> **DATA SECTION**:
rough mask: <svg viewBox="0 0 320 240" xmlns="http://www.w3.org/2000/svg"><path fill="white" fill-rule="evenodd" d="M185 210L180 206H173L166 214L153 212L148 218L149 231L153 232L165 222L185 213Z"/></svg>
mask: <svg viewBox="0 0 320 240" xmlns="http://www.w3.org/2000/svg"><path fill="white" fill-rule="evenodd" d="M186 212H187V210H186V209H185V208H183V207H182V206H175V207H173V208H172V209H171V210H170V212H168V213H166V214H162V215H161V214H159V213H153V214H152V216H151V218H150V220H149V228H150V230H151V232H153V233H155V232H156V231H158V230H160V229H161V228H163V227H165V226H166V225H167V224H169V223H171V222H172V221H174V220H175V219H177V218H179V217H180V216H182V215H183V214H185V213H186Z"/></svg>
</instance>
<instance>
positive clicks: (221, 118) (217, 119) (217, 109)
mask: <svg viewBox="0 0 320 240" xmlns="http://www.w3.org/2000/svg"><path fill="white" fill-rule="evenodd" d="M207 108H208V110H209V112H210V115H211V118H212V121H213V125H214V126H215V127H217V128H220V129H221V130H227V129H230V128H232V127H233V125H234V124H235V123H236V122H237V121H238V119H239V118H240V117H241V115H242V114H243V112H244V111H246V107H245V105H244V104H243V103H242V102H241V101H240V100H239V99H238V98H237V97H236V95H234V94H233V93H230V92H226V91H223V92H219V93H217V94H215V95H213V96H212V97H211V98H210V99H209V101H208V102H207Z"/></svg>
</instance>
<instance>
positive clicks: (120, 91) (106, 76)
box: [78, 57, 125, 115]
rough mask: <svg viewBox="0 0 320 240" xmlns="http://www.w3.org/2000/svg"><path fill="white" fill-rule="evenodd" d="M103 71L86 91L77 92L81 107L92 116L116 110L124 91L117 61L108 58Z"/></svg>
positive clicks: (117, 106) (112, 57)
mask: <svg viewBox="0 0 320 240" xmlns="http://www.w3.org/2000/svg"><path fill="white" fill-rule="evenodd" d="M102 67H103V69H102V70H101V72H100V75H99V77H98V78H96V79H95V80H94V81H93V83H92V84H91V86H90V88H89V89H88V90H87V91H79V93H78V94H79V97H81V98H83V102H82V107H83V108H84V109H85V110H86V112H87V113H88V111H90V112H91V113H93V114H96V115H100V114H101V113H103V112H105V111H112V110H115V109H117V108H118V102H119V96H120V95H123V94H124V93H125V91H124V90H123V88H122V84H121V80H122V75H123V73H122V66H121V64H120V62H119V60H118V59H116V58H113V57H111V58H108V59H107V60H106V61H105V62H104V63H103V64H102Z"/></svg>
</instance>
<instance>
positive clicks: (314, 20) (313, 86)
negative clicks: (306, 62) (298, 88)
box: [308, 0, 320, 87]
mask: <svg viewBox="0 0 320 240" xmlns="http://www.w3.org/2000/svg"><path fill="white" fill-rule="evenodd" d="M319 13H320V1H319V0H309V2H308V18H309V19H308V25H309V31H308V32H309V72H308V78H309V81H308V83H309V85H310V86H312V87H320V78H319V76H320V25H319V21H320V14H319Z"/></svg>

> **REQUEST**:
Print all of the rows above verbatim, keeping every character and line break unchanged.

> **FINISHED EXERCISE**:
rough mask: <svg viewBox="0 0 320 240" xmlns="http://www.w3.org/2000/svg"><path fill="white" fill-rule="evenodd" d="M185 210L180 206H173L166 214L153 212L148 218L149 231L153 232L165 222L185 213Z"/></svg>
mask: <svg viewBox="0 0 320 240" xmlns="http://www.w3.org/2000/svg"><path fill="white" fill-rule="evenodd" d="M186 212H187V210H186V209H185V208H183V207H182V206H175V207H173V208H172V209H171V210H170V212H168V213H166V214H162V215H161V214H159V213H153V214H152V216H151V218H150V220H149V228H150V230H151V232H153V233H155V232H156V231H158V230H160V229H161V228H163V227H165V226H166V225H167V224H169V223H171V222H172V221H174V220H175V219H177V218H179V217H180V216H182V215H183V214H185V213H186Z"/></svg>
</instance>
<instance>
positive clicks: (221, 118) (217, 119) (217, 109)
mask: <svg viewBox="0 0 320 240" xmlns="http://www.w3.org/2000/svg"><path fill="white" fill-rule="evenodd" d="M207 108H208V110H209V112H210V115H211V118H212V121H213V125H214V126H215V127H217V128H220V129H221V130H227V129H230V128H232V127H233V125H234V124H235V123H236V122H237V121H238V119H239V118H240V117H241V115H242V114H243V112H244V111H246V107H245V105H244V104H243V103H242V102H241V101H240V100H239V99H238V98H237V97H236V95H234V94H233V93H230V92H226V91H223V92H219V93H217V94H215V95H213V96H212V97H211V98H210V99H209V101H208V102H207Z"/></svg>
</instance>
<instance>
positive clicks: (120, 91) (106, 76)
box: [78, 57, 125, 115]
rough mask: <svg viewBox="0 0 320 240" xmlns="http://www.w3.org/2000/svg"><path fill="white" fill-rule="evenodd" d="M103 71L86 91L77 92L81 107L92 116L116 110L124 91L117 61L108 58Z"/></svg>
positive clicks: (117, 106) (112, 57)
mask: <svg viewBox="0 0 320 240" xmlns="http://www.w3.org/2000/svg"><path fill="white" fill-rule="evenodd" d="M102 67H103V69H102V70H101V72H100V75H99V77H98V78H96V79H95V80H94V81H93V83H92V84H91V86H90V88H89V89H88V90H87V91H79V93H78V94H79V97H81V98H83V102H82V107H83V108H84V109H85V110H86V112H87V113H88V111H90V112H91V113H93V114H96V115H100V114H101V113H103V112H105V111H112V110H115V109H117V108H118V102H119V96H120V95H123V94H124V93H125V91H124V90H123V88H122V84H121V80H122V75H123V73H122V66H121V64H120V62H119V60H118V59H116V58H113V57H111V58H108V59H107V60H106V61H105V62H104V63H103V64H102Z"/></svg>
</instance>
<instance>
positive clicks: (314, 20) (313, 86)
negative clicks: (306, 62) (298, 88)
box: [308, 0, 320, 87]
mask: <svg viewBox="0 0 320 240" xmlns="http://www.w3.org/2000/svg"><path fill="white" fill-rule="evenodd" d="M319 13H320V1H319V0H309V2H308V18H309V19H308V25H309V31H308V32H309V72H308V78H309V81H308V83H309V85H310V86H312V87H320V78H319V76H320V25H319V21H320V14H319Z"/></svg>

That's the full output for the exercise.